Here are 8 reasons to switch to Linux, the free OS:

  1. It is free. Download from the Internet and install it now.
  2. Free upgrades. Find the Kernel on the Internet and download the latest guts for the system.
  3. It runs Win3x,95,98,etc. Some programs, not all. Your programs will run and look the same as in Windows. Find the Wine project. It is trying to be 100% free of Microsoft code, in order to further promote freedom of action on the PC. They use the API of Windows, and write the code for free! When a Windows program won't run in WINE or WABI the Linux system can be installed AFTER you install Windows. Then the LILO bootloader can boot either Linux or Windows, without any upset at all of your delicate and unstable Windows setup. A dual-boot PC is able to run almost everything and it tastes great, but is not less filling. Create with the GIMP, post it to the net, save it in DOS and use it in your office suite.

-- REQUIREMENTS --
In the list of reasons to switch to Linux, what can boot either Linux or Windows on the same PC?

-- RAW DATA --

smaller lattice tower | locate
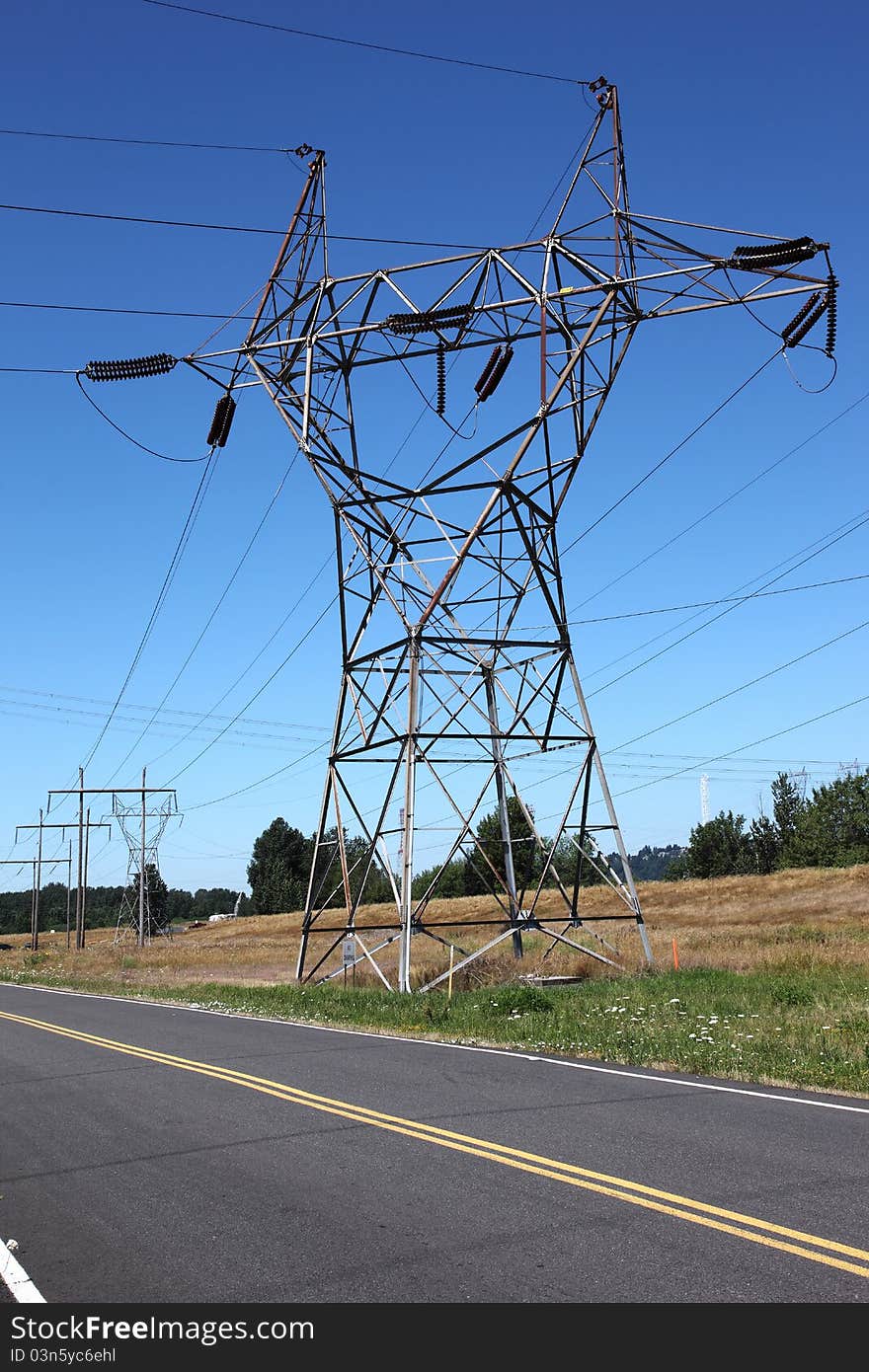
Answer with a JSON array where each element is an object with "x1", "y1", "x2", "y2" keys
[{"x1": 112, "y1": 793, "x2": 177, "y2": 946}]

-- SOLUTION TO THE EXERCISE --
The LILO bootloader.